Text extract:
******************************

After this tutorial, you’ll have a written migration plan that prevents the most common import failures: duplicate contacts, mismatched fields, broken character encoding, and the dreaded “now I have to redo this” moment.

Prerequisites

  • You’ve completed Tutorial 0.2.
  • You have export access to your current CRM, spreadsheet, or whatever system holds your data.

Quick-Start Roadmap

  1. Decide what you’re actually importing
  2. Audit your source data for duplicates and inconsistent formats
  3. Identify primary keys and matching strategy
  4. Plan your field structure
  5. Prep your CSV: encoding, formats, special characters
  6. Decide your undo strategy
💡 The single best predictor of a clean import is whether you spent 30 minutes planning it. This tutorial is that 30 minutes.

Why Planning Your Migration Matters

Once data is imported, untangling mistakes is significantly harder than preventing them. A botched import creates duplicate profiles, mismatched fields, and orphaned records that you’ll spend weeks cleaning up. Affinity offers an undo for imports, but undo only works cleanly if you catch the problem fast — and undo doesn’t fix bad source data, only the import itself. Spend the time here.
See Data migration for an end-to-end overview of how Affinity handles imports.

Task 1: Decide What You’re Actually Importing

Context

Affinity supports four primary entity types in lists: Companies, People, Opportunities, and generic List Entries. You’ll likely need a mix. Start by writing down what you have and what shape it should take in Affinity.

Action

  1. List out your data sources: prior CRM (Salesforce, HubSpot, etc.), spreadsheets, LinkedIn export, manual lists, email exports.
  2. For each source, decide:
    • What entity type does this map to? (Companies? People? Both? Opportunities?)

******************************

Exercises:
(a) Could you rewrite the part of the migration tutorial that opens with the words containing "Task 1: Decide" and closes with "take in Affinity.", changing "generic List Entries" to "generic List Items"?
(b) Can you set down the part of the rows that opens with the line containing "of the distant" and closes with the line containing "pixel 436 118", including both of those lines, in their original wording?
The migration tutorial and the rows come from unrelated sources.

Input for this task:
******************************

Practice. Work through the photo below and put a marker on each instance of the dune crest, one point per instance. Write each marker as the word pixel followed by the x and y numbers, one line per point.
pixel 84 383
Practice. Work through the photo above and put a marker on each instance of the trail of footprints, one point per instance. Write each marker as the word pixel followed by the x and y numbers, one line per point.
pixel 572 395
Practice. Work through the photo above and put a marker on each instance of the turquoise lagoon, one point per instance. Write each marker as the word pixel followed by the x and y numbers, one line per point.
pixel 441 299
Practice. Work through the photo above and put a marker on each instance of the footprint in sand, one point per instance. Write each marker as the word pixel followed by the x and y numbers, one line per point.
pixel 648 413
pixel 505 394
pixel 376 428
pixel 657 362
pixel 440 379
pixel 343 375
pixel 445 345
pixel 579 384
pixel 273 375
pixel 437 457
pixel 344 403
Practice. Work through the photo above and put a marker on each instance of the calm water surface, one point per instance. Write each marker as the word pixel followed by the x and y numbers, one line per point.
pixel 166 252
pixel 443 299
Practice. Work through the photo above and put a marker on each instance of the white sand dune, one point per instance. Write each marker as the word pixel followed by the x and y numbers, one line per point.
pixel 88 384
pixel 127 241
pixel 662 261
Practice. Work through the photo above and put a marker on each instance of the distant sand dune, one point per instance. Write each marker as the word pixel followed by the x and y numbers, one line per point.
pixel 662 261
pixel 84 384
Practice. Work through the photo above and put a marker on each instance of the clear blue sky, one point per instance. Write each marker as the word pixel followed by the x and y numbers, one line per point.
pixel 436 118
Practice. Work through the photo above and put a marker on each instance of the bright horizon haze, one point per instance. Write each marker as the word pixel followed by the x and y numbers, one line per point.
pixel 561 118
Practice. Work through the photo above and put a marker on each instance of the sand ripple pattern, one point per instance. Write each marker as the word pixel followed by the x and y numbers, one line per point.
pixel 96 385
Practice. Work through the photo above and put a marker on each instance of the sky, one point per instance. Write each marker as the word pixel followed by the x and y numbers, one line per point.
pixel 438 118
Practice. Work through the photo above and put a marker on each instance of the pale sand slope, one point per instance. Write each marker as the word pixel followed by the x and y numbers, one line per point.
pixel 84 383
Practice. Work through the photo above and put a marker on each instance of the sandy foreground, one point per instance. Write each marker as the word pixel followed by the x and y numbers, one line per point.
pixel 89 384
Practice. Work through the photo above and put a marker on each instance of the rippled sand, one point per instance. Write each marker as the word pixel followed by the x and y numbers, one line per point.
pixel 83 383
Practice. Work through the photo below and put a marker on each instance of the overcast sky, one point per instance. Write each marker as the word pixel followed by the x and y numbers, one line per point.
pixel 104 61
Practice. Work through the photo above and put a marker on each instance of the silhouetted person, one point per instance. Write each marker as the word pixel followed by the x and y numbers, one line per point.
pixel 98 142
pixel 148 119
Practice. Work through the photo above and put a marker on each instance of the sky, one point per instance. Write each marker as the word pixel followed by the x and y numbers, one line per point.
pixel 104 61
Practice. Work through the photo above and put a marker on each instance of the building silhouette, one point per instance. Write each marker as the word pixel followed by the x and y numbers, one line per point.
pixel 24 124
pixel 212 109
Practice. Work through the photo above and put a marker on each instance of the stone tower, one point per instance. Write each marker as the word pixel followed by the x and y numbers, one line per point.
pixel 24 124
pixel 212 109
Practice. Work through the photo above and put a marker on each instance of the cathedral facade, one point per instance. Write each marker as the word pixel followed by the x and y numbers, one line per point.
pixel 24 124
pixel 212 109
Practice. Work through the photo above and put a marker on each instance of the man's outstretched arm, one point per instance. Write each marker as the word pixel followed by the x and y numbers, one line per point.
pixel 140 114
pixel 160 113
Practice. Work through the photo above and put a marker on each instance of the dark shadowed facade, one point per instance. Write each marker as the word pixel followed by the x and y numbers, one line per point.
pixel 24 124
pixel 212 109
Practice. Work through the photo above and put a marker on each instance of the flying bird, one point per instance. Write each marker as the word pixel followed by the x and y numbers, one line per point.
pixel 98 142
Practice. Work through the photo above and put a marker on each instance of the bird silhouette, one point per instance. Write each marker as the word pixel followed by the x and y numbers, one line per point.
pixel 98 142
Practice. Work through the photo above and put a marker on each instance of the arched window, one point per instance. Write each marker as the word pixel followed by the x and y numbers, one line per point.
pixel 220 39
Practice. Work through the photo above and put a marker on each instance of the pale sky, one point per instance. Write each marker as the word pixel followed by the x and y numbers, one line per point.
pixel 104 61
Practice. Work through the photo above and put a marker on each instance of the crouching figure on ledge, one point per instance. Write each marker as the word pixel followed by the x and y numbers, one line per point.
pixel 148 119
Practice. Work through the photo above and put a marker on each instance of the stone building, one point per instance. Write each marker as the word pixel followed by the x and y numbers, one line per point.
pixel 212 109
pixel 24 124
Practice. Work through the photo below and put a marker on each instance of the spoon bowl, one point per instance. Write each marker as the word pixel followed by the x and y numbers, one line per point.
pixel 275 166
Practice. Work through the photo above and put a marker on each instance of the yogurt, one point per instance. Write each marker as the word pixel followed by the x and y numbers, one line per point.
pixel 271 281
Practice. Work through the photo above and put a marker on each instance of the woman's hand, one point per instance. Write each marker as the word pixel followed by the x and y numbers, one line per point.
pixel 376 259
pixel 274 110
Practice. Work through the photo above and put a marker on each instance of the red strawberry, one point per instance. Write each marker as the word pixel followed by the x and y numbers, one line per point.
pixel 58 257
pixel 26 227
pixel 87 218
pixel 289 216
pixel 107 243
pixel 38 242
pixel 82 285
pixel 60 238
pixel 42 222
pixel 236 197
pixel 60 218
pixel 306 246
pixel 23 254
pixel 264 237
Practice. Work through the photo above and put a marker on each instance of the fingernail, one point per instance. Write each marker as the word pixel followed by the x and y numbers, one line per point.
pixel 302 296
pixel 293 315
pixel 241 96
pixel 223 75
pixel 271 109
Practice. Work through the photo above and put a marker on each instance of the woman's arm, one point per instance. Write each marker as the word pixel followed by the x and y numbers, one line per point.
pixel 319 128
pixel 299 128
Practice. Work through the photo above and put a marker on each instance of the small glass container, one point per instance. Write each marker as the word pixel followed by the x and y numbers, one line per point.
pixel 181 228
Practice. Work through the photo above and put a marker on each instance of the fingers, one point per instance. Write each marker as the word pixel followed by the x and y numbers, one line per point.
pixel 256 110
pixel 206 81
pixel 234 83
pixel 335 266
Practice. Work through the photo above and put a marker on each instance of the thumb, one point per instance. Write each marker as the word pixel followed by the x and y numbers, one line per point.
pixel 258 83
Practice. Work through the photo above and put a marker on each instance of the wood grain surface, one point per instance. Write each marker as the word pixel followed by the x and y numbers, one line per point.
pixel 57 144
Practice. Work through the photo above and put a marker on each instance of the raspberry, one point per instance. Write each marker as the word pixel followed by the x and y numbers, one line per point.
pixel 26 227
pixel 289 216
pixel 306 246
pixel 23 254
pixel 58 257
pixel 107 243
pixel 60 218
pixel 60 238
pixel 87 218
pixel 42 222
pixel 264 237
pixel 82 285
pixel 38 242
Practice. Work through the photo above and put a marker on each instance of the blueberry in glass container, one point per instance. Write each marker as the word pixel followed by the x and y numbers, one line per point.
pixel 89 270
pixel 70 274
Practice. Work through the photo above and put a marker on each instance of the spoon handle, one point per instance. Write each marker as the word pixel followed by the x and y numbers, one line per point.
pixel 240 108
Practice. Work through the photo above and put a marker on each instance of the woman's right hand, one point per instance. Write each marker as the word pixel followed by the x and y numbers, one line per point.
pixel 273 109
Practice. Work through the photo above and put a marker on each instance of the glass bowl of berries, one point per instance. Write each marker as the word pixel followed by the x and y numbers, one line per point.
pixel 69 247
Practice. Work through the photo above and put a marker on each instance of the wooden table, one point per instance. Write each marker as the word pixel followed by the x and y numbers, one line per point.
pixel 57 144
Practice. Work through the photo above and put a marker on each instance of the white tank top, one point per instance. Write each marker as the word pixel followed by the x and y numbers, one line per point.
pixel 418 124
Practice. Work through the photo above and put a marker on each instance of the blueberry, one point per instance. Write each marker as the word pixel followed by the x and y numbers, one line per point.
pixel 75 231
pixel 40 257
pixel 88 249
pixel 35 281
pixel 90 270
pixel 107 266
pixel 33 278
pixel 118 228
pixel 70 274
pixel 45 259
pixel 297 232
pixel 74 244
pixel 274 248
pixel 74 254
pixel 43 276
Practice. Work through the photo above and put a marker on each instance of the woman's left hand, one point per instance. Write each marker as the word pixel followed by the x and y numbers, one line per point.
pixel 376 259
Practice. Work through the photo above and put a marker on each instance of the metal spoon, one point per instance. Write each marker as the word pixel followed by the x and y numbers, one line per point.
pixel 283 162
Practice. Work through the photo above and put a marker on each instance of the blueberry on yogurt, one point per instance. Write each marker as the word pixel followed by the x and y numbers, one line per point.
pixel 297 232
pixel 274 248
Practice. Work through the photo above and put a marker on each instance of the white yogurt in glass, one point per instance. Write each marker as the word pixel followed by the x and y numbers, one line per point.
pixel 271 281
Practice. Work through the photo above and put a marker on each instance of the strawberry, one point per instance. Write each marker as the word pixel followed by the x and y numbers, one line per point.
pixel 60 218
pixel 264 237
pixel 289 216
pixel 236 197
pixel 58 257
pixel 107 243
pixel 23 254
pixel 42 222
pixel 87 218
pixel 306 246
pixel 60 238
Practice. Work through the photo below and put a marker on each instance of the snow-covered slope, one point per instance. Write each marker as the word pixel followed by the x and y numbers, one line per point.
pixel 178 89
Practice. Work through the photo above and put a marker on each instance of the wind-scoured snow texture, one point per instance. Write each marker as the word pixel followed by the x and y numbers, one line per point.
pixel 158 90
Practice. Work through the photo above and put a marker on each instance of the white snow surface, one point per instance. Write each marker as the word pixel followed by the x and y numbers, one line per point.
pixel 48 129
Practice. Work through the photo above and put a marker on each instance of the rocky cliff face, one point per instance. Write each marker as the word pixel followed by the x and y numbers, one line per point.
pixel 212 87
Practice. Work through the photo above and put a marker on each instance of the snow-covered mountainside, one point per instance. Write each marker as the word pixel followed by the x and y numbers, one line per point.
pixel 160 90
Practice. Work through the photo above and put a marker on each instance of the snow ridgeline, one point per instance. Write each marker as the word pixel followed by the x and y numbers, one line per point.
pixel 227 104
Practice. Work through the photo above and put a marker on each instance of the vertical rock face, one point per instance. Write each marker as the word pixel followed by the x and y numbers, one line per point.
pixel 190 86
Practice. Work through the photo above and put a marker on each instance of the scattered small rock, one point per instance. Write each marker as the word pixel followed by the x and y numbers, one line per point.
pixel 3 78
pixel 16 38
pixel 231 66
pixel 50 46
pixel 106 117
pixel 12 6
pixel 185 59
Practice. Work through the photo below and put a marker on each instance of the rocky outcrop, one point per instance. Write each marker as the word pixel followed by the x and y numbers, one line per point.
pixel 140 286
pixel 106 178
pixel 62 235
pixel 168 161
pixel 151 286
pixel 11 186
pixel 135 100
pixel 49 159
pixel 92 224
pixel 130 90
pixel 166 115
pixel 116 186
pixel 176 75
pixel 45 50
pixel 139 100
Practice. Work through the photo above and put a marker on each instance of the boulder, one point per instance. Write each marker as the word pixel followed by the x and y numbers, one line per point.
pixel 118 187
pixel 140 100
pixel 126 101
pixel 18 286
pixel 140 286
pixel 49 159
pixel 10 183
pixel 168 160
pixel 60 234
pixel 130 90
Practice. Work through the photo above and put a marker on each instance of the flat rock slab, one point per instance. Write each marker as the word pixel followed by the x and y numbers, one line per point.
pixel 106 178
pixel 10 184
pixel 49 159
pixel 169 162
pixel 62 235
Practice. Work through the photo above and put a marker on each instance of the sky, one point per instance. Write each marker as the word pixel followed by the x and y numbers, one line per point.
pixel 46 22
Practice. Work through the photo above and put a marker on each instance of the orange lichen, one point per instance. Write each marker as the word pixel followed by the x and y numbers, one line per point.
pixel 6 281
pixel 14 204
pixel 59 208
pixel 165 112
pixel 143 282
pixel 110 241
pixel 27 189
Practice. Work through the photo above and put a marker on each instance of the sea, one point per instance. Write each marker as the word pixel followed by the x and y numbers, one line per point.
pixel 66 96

******************************

Answer set:
(a)
Task 1: Decide What You’re Actually Importing

Context

Affinity supports four primary entity types in lists: Companies, People, Opportunities, and generic List Items. You’ll likely need a mix. Start by writing down what you have and what shape it should take in Affinity.

(b)
Practice. Work through the photo above and put a marker on each instance of the distant sand dune, one point per instance. Write each marker as the word pixel followed by the x and y numbers, one line per point.
pixel 662 261
pixel 84 384
Practice. Work through the photo above and put a marker on each instance of the clear blue sky, one point per instance. Write each marker as the word pixel followed by the x and y numbers, one line per point.
pixel 436 118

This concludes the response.